Written task – Please show each line below that contains the word "player", copying every such line in full.

Dataset entries –

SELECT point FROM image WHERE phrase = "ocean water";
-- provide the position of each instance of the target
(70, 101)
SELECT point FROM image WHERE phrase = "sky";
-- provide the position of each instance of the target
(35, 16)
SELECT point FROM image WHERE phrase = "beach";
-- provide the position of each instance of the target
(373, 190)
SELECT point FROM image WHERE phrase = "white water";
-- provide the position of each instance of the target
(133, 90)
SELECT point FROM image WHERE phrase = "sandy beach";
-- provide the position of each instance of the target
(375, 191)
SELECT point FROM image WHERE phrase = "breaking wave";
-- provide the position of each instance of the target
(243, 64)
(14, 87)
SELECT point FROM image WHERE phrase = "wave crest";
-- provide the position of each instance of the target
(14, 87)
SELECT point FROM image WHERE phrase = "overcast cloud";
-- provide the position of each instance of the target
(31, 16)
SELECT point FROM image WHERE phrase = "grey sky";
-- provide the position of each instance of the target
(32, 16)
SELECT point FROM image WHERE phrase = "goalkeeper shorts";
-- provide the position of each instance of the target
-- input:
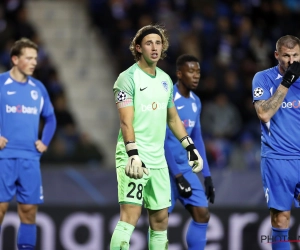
(152, 190)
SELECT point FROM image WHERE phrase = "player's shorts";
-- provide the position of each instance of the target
(198, 197)
(281, 182)
(153, 190)
(21, 177)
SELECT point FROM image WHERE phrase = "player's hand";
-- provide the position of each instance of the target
(291, 75)
(209, 189)
(3, 142)
(195, 160)
(183, 186)
(40, 146)
(135, 168)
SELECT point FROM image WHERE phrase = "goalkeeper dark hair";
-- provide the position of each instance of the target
(288, 41)
(181, 60)
(19, 45)
(146, 30)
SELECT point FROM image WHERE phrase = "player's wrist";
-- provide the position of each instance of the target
(286, 83)
(187, 143)
(131, 148)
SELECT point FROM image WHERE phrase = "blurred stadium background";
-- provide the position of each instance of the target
(83, 47)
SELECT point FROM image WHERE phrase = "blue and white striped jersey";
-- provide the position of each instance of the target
(22, 104)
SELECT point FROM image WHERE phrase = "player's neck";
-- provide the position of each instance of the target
(17, 75)
(183, 90)
(148, 68)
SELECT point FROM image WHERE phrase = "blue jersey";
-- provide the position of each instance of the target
(22, 104)
(280, 136)
(189, 110)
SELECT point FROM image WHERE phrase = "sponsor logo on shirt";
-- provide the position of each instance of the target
(21, 109)
(165, 85)
(291, 105)
(188, 123)
(34, 94)
(154, 106)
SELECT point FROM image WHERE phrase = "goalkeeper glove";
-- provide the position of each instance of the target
(291, 75)
(209, 189)
(195, 160)
(183, 186)
(135, 167)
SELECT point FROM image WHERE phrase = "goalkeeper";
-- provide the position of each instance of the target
(185, 184)
(144, 97)
(276, 95)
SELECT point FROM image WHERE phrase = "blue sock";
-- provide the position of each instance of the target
(196, 236)
(26, 236)
(279, 239)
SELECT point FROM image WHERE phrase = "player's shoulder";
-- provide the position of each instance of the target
(270, 73)
(160, 72)
(35, 83)
(5, 78)
(194, 97)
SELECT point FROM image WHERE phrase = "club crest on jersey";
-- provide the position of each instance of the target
(194, 107)
(165, 85)
(258, 92)
(34, 94)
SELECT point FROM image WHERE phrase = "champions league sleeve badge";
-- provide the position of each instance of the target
(165, 85)
(121, 96)
(258, 92)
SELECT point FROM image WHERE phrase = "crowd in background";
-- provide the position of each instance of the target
(233, 40)
(69, 144)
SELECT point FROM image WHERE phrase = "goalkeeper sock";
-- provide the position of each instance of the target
(26, 236)
(158, 240)
(280, 239)
(196, 235)
(121, 236)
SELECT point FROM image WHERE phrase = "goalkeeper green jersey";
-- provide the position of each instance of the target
(150, 97)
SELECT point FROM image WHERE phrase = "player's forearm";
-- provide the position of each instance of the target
(177, 128)
(127, 131)
(265, 109)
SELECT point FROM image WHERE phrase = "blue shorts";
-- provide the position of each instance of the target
(281, 182)
(21, 177)
(198, 197)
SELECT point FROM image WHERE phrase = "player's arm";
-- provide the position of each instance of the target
(47, 133)
(208, 183)
(183, 186)
(134, 167)
(265, 109)
(3, 142)
(126, 116)
(176, 126)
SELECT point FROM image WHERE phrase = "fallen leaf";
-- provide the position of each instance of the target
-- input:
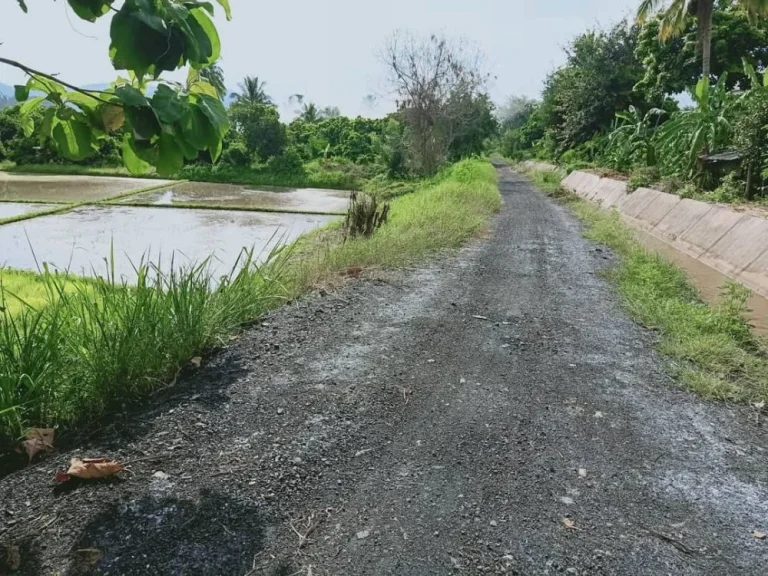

Exercise answer –
SELECT point FROM image WHERE phrase = "player's shorts";
SELECT point FROM image WHERE phrase = "player's hand";
SELECT point FROM image WHERE phrase = "player's wrist";
SELECT point FROM image WHERE phrase = "player's neck";
SELECT point FROM image WHERE phrase = "player's shoulder";
SELECT point FROM image WHERE phrase = "player's forearm";
SELECT point FROM image WHERE phrase = "player's arm";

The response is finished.